* [WORK ITEM]
All lines in the material containing the word "below" need to be copied.

* [RECORDS FOR THE EXERCISE]

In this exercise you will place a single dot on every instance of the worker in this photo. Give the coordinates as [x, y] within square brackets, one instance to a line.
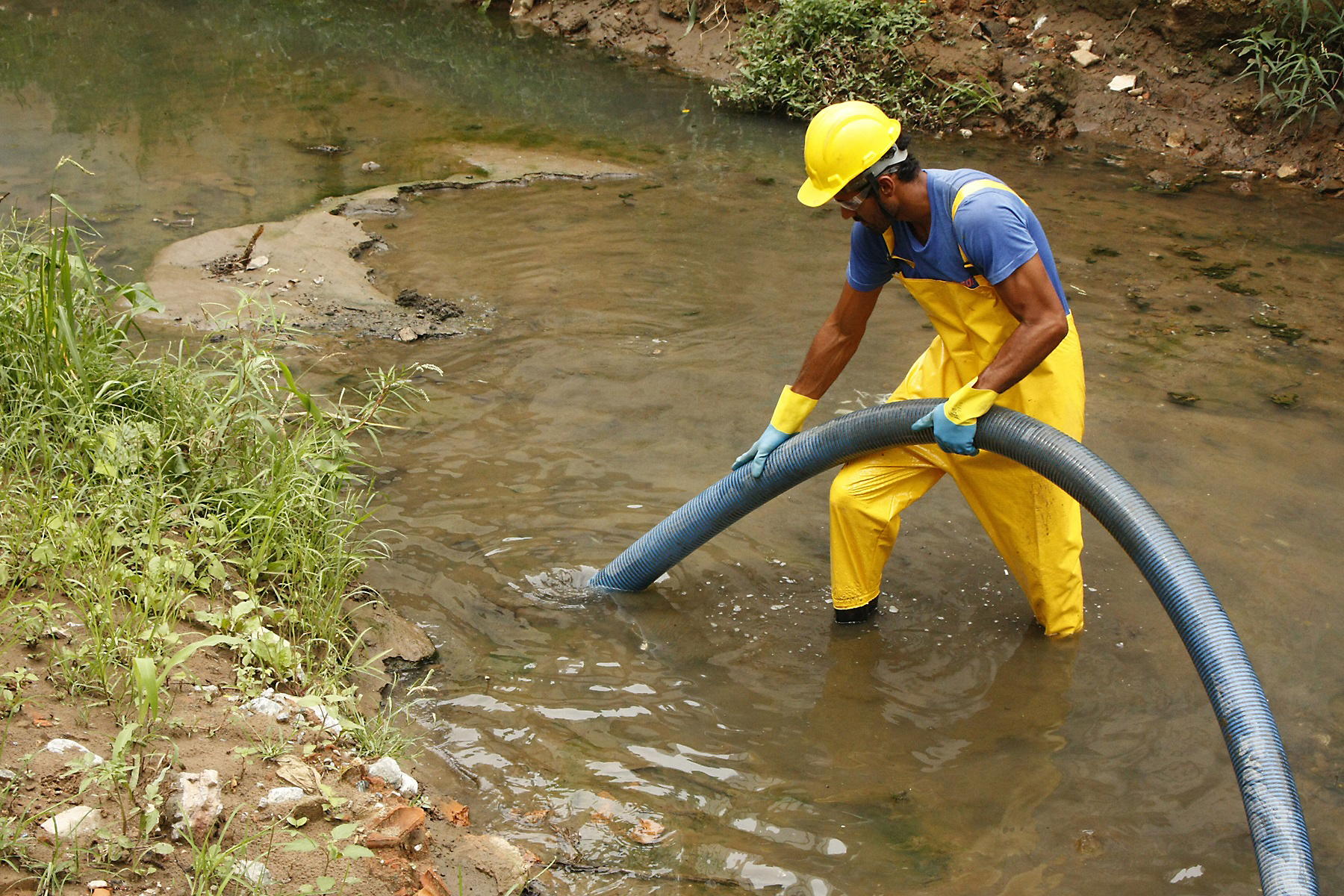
[974, 257]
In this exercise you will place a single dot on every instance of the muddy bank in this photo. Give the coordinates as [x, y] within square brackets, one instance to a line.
[317, 270]
[1063, 73]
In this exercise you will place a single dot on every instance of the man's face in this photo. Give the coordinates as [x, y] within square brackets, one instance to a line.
[862, 203]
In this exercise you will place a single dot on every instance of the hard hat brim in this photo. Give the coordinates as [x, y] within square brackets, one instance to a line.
[813, 196]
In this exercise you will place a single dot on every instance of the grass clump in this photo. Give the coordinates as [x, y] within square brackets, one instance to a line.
[1297, 58]
[154, 499]
[815, 53]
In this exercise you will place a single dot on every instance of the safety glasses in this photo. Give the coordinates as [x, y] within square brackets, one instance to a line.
[853, 202]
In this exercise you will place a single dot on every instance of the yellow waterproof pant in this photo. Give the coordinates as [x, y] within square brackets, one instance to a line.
[1035, 526]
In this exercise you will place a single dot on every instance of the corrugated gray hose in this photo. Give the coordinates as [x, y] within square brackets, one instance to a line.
[1278, 830]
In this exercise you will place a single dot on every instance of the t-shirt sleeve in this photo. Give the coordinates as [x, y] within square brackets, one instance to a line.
[992, 230]
[870, 264]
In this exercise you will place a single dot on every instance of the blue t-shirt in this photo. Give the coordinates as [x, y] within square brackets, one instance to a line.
[996, 228]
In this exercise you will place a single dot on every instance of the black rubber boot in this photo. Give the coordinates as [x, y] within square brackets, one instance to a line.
[858, 615]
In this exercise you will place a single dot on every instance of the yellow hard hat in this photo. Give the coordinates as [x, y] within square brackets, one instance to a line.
[843, 141]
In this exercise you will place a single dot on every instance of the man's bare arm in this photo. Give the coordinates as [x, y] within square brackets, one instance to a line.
[1031, 299]
[836, 341]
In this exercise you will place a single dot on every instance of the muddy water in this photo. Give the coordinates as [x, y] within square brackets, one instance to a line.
[643, 331]
[640, 334]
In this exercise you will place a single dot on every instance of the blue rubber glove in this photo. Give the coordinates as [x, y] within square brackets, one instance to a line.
[954, 438]
[769, 441]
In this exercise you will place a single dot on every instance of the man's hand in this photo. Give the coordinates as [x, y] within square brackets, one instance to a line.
[954, 421]
[769, 441]
[951, 437]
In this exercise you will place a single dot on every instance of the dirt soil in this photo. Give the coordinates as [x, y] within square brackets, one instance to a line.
[1051, 62]
[317, 270]
[270, 788]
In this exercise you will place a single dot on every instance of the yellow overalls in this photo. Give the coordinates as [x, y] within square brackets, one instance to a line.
[1035, 526]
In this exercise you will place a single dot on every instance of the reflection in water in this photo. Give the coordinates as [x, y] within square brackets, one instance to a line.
[947, 748]
[641, 335]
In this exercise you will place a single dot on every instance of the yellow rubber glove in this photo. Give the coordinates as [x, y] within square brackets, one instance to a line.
[791, 411]
[954, 421]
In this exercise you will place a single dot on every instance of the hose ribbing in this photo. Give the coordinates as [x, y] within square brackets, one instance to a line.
[1273, 810]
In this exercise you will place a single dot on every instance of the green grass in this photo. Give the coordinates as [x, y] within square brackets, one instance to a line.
[815, 53]
[140, 485]
[1297, 58]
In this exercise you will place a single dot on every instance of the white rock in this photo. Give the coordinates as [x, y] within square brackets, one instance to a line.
[196, 803]
[63, 746]
[253, 872]
[1085, 58]
[1186, 874]
[389, 771]
[264, 706]
[73, 824]
[280, 795]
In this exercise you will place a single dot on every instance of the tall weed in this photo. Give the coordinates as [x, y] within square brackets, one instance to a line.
[1297, 58]
[815, 53]
[140, 484]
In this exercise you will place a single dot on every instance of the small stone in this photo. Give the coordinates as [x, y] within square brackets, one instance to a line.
[1162, 179]
[1088, 844]
[388, 770]
[255, 872]
[1085, 58]
[396, 778]
[264, 706]
[281, 795]
[74, 750]
[196, 805]
[1331, 186]
[73, 824]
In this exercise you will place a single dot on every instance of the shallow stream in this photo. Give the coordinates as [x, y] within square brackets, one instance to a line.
[638, 334]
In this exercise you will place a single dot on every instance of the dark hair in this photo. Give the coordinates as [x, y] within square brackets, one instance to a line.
[909, 168]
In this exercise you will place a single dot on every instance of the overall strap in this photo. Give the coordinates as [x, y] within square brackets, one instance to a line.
[971, 190]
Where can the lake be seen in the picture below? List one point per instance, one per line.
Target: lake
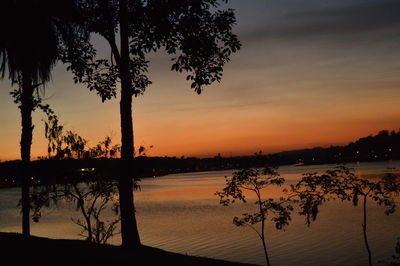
(180, 213)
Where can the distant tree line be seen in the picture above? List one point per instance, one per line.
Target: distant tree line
(383, 146)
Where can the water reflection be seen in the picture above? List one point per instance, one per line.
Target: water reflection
(180, 213)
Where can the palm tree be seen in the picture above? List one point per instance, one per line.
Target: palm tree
(28, 52)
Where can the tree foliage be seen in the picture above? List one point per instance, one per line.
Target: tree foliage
(255, 180)
(341, 183)
(91, 199)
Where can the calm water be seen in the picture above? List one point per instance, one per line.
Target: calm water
(180, 213)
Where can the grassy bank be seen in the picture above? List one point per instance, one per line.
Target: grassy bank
(43, 251)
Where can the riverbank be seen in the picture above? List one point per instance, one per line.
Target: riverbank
(43, 251)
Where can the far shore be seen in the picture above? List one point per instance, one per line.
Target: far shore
(18, 250)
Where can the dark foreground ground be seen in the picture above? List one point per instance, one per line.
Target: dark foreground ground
(16, 250)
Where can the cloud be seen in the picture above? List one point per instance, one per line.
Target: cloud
(362, 17)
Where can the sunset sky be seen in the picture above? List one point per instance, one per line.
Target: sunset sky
(310, 73)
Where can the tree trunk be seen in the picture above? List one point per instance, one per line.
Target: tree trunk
(263, 228)
(26, 108)
(129, 231)
(364, 226)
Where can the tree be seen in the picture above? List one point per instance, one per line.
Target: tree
(28, 52)
(341, 183)
(196, 33)
(255, 180)
(90, 198)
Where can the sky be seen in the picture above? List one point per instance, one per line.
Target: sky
(310, 73)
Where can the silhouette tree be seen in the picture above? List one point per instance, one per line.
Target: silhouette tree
(196, 33)
(28, 52)
(255, 180)
(341, 183)
(90, 198)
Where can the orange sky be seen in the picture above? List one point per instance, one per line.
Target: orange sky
(289, 87)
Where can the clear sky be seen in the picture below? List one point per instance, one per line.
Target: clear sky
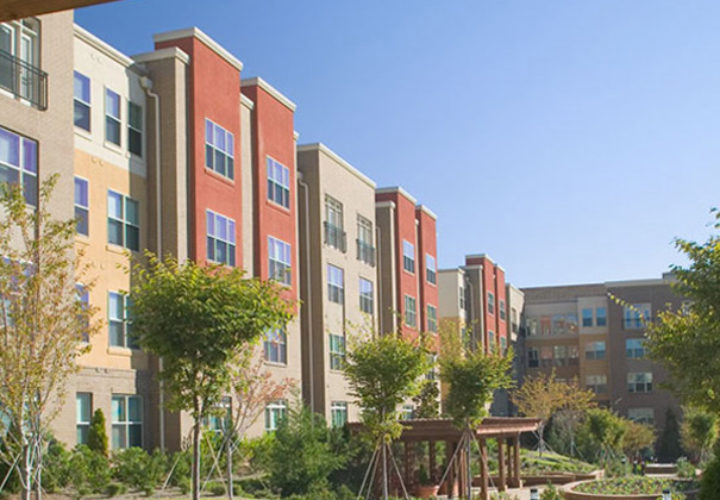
(570, 140)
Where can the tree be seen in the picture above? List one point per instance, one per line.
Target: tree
(198, 319)
(382, 372)
(43, 323)
(699, 431)
(637, 437)
(686, 341)
(97, 437)
(472, 378)
(542, 395)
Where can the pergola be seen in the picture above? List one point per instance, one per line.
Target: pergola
(506, 430)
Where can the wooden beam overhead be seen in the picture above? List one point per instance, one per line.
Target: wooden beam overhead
(18, 9)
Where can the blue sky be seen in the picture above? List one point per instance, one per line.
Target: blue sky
(571, 141)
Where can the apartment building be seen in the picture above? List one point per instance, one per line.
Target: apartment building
(582, 334)
(339, 275)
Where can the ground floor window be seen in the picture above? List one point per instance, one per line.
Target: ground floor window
(126, 421)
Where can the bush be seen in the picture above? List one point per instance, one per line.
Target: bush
(135, 468)
(89, 471)
(97, 436)
(301, 458)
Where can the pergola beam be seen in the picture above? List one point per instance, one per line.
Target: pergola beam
(18, 9)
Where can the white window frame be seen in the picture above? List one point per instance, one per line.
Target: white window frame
(215, 239)
(279, 261)
(278, 177)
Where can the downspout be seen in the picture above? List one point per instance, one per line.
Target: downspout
(308, 302)
(146, 84)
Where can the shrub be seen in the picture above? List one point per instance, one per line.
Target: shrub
(137, 469)
(304, 437)
(97, 436)
(89, 471)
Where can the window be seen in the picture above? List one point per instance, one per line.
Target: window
(596, 383)
(135, 122)
(219, 150)
(338, 413)
(337, 352)
(367, 304)
(635, 316)
(635, 348)
(18, 163)
(278, 183)
(642, 415)
(336, 284)
(126, 421)
(112, 117)
(410, 311)
(274, 413)
(280, 268)
(431, 269)
(82, 206)
(220, 232)
(366, 251)
(408, 256)
(600, 316)
(640, 382)
(275, 346)
(119, 322)
(595, 350)
(123, 221)
(334, 234)
(533, 361)
(83, 413)
(81, 101)
(432, 319)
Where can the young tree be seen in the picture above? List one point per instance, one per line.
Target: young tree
(541, 396)
(687, 341)
(383, 372)
(97, 437)
(198, 319)
(43, 323)
(699, 431)
(472, 379)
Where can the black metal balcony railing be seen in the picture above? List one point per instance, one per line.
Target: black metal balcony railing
(335, 237)
(366, 252)
(23, 80)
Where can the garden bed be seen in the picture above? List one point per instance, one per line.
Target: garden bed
(629, 488)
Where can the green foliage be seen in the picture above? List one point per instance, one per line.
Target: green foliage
(97, 436)
(687, 341)
(382, 372)
(472, 379)
(89, 471)
(669, 448)
(302, 457)
(137, 469)
(56, 467)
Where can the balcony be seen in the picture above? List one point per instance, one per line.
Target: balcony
(335, 237)
(366, 252)
(23, 80)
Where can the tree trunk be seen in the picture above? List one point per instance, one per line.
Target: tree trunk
(385, 478)
(229, 466)
(196, 452)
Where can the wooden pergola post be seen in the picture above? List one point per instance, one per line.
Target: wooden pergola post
(483, 470)
(501, 465)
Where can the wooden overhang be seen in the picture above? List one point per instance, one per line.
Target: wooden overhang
(443, 429)
(18, 9)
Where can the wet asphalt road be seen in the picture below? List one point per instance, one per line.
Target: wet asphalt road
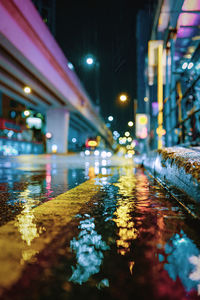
(130, 240)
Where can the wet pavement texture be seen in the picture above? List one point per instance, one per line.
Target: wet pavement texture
(131, 240)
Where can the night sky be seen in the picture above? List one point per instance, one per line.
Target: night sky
(107, 30)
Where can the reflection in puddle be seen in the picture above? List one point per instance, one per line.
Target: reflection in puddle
(183, 261)
(88, 248)
(127, 231)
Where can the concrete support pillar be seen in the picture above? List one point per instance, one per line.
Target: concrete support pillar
(57, 123)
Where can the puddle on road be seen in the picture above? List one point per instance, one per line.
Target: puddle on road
(132, 242)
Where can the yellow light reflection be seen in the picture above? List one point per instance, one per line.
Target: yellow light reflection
(25, 221)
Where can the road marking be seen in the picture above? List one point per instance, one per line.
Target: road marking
(32, 230)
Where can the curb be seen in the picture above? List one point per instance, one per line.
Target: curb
(178, 170)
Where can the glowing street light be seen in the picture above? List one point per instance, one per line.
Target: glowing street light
(27, 90)
(89, 60)
(110, 118)
(127, 133)
(27, 113)
(123, 97)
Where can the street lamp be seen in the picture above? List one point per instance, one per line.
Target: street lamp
(123, 97)
(27, 90)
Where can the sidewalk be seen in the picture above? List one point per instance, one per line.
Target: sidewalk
(177, 169)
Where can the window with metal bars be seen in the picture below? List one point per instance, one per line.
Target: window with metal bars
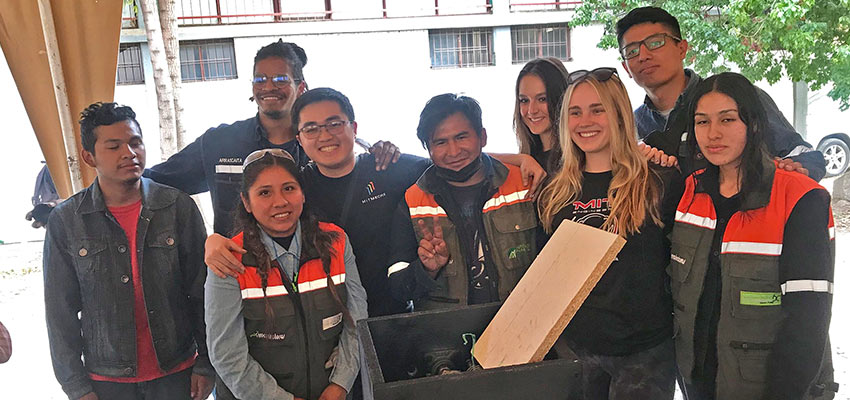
(535, 41)
(461, 48)
(130, 70)
(207, 60)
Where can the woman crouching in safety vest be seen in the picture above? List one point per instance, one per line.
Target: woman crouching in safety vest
(284, 328)
(751, 262)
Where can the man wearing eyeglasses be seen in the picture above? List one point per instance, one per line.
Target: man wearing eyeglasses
(653, 52)
(214, 161)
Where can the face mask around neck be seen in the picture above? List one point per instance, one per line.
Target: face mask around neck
(463, 175)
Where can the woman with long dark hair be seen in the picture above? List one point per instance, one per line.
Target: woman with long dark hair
(622, 332)
(285, 327)
(752, 260)
(540, 88)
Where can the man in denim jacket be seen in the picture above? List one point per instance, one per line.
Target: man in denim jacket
(124, 275)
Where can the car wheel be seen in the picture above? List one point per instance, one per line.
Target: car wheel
(835, 153)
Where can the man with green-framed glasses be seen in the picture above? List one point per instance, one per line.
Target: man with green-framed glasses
(653, 51)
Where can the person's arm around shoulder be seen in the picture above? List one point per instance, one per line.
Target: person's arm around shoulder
(408, 277)
(218, 255)
(347, 364)
(785, 142)
(183, 170)
(532, 172)
(410, 168)
(806, 269)
(62, 301)
(5, 344)
(191, 236)
(228, 346)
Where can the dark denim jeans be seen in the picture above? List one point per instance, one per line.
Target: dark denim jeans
(176, 386)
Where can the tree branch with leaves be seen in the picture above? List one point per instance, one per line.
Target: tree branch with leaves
(805, 40)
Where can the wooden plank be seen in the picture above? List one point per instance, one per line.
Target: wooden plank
(548, 296)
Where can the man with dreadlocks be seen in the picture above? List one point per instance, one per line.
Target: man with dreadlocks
(214, 161)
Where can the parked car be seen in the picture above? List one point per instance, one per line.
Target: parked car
(836, 150)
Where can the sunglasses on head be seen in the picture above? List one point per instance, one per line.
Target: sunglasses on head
(260, 154)
(600, 74)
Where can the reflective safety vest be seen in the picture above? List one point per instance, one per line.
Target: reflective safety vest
(293, 343)
(750, 312)
(510, 227)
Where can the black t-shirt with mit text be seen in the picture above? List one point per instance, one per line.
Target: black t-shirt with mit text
(371, 197)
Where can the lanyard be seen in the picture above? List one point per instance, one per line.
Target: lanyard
(292, 282)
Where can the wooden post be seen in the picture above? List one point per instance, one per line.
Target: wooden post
(61, 93)
(277, 10)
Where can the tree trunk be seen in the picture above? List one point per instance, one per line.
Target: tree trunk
(801, 107)
(168, 20)
(161, 77)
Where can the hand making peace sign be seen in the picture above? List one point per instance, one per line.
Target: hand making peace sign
(433, 251)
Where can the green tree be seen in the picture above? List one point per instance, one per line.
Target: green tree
(806, 40)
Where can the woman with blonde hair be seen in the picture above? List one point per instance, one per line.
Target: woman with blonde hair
(623, 331)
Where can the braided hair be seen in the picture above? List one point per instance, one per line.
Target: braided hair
(316, 243)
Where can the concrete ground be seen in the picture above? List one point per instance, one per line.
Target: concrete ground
(29, 375)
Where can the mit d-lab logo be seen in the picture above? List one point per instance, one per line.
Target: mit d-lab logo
(372, 193)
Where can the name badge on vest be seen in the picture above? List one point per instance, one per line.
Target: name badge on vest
(331, 321)
(761, 298)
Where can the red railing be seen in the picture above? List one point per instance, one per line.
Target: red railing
(214, 12)
(550, 5)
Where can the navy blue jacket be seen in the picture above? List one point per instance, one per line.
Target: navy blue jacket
(668, 133)
(214, 162)
(89, 292)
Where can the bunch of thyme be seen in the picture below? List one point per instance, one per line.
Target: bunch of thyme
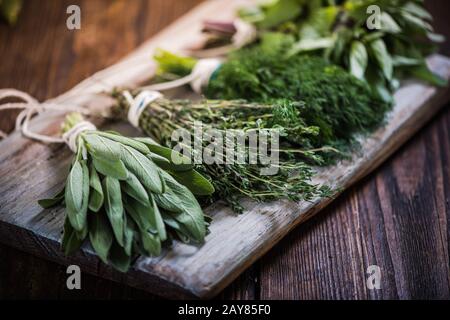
(234, 180)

* [RESULT FOR THIS EXERCISE]
Where can the lake be seen in the picture below? List one point per instance, one per line.
Where can the clear sky be seen in the picture below? List one point per instance, one per line.
Where can the wet asphalt road be seen in the picture below? List one point per instance, one per line.
Where can the window with metal bars be seen in the picture below? List one point per instance, one per line.
Where can the bunch of thyme be seen in the picture below? List one point per instance, one per line.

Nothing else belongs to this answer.